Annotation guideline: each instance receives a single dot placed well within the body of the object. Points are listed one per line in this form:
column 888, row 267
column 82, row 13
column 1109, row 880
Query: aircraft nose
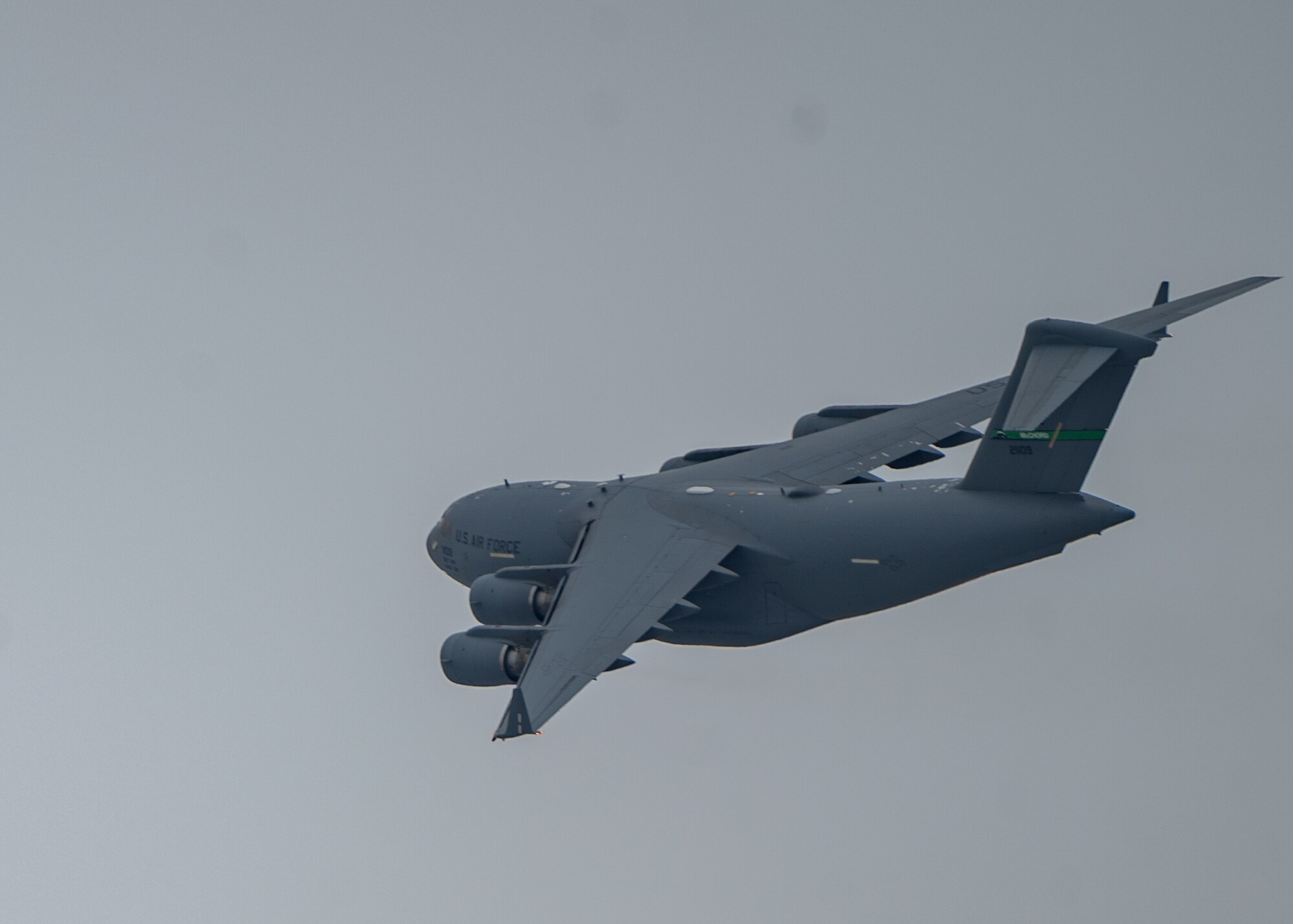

..............................

- THE REQUEST
Identify every line in the rows above that contains the string "column" and copy each such line verbatim.

- EXPECTED ANSWER
column 888, row 267
column 82, row 13
column 1109, row 880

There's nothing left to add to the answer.